(Region pointing data)
━━━━━━━━━━━━━━━━━━━━

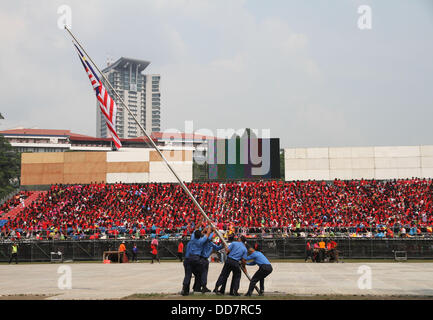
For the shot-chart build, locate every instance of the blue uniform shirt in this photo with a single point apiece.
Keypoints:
(238, 251)
(188, 250)
(196, 245)
(208, 247)
(258, 258)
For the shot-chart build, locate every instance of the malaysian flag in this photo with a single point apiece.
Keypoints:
(106, 104)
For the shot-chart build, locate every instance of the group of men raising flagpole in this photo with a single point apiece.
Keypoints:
(198, 251)
(198, 248)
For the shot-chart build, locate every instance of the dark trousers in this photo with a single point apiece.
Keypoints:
(192, 265)
(230, 266)
(202, 282)
(259, 276)
(155, 257)
(14, 256)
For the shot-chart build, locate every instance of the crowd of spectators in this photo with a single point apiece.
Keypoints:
(366, 208)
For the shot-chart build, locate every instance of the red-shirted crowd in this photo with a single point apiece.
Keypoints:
(304, 208)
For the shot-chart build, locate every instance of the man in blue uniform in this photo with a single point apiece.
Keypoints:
(192, 262)
(237, 253)
(265, 268)
(209, 246)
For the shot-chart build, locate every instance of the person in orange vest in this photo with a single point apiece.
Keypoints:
(180, 251)
(123, 253)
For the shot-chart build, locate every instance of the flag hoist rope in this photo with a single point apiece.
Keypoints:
(182, 184)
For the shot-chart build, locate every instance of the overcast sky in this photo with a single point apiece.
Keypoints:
(302, 69)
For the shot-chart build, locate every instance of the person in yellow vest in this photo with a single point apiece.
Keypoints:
(14, 253)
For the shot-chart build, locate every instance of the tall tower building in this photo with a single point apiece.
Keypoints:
(139, 91)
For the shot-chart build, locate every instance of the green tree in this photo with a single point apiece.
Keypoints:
(10, 167)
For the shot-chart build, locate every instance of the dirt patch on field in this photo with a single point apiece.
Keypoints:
(25, 297)
(272, 296)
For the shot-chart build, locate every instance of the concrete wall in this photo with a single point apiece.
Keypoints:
(128, 166)
(358, 162)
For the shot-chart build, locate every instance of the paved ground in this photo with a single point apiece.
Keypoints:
(112, 281)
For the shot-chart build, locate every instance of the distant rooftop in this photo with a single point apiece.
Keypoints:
(123, 63)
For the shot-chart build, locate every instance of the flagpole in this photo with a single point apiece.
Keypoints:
(182, 184)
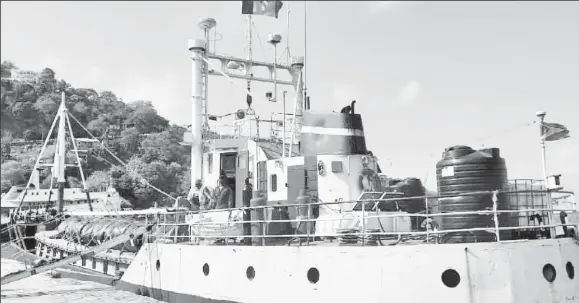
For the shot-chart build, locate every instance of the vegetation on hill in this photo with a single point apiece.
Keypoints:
(133, 131)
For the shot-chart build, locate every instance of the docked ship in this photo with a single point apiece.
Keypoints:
(323, 222)
(29, 207)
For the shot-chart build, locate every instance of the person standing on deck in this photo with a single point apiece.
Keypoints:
(200, 195)
(223, 194)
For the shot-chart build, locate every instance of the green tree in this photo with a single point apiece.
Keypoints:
(145, 118)
(98, 181)
(165, 146)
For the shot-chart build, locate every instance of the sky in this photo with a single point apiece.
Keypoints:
(426, 75)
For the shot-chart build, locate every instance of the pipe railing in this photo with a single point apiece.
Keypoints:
(362, 232)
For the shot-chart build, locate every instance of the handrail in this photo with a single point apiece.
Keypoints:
(361, 221)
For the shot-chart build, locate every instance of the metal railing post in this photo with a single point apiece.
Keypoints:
(495, 214)
(364, 222)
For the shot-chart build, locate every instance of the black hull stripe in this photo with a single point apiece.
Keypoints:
(165, 295)
(332, 120)
(313, 144)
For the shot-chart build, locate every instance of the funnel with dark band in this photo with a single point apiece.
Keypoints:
(332, 134)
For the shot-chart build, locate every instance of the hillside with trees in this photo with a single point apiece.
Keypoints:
(134, 132)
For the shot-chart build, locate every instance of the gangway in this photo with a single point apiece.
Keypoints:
(13, 277)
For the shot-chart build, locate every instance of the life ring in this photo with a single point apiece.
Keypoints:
(369, 181)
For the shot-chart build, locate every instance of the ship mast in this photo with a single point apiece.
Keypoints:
(59, 167)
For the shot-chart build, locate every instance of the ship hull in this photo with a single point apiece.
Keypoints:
(487, 272)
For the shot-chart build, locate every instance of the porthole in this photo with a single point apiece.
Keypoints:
(450, 278)
(549, 272)
(250, 273)
(313, 275)
(206, 269)
(570, 270)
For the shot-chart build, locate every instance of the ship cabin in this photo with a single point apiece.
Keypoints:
(329, 164)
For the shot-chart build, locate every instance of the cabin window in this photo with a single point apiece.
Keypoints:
(241, 160)
(210, 163)
(273, 183)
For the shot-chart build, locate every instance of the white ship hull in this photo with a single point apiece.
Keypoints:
(509, 272)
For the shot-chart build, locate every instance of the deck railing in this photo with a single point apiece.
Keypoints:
(191, 226)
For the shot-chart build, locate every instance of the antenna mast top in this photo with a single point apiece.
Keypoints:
(206, 23)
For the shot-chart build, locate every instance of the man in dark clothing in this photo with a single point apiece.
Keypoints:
(223, 194)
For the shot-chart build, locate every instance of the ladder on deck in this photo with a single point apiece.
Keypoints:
(71, 259)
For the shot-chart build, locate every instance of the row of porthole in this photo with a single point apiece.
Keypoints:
(451, 278)
(313, 273)
(550, 273)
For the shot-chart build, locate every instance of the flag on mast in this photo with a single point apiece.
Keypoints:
(263, 8)
(553, 131)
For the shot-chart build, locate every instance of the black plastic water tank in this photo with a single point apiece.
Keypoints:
(464, 170)
(411, 187)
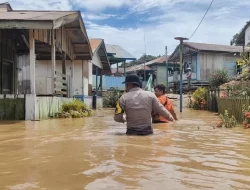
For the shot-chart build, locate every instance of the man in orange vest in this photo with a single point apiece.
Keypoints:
(165, 101)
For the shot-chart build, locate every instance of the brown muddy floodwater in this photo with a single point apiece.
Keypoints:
(92, 153)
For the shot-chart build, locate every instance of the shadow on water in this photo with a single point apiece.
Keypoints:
(94, 153)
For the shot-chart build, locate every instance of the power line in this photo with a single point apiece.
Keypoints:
(202, 19)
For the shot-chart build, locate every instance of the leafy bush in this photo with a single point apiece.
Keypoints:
(111, 97)
(246, 116)
(75, 109)
(228, 122)
(198, 101)
(218, 78)
(237, 91)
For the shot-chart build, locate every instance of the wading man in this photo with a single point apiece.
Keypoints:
(160, 91)
(138, 106)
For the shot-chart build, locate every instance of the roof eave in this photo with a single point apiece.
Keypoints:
(26, 24)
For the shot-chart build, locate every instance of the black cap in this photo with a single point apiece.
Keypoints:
(133, 79)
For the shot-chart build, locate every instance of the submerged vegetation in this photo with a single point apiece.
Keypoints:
(198, 101)
(227, 121)
(75, 109)
(111, 97)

━━━━━━━━━━━━━━━━━━━━

What to do:
Please give the number of lines in the entries that contain the word "black", and nothing besides it.

Your response:
3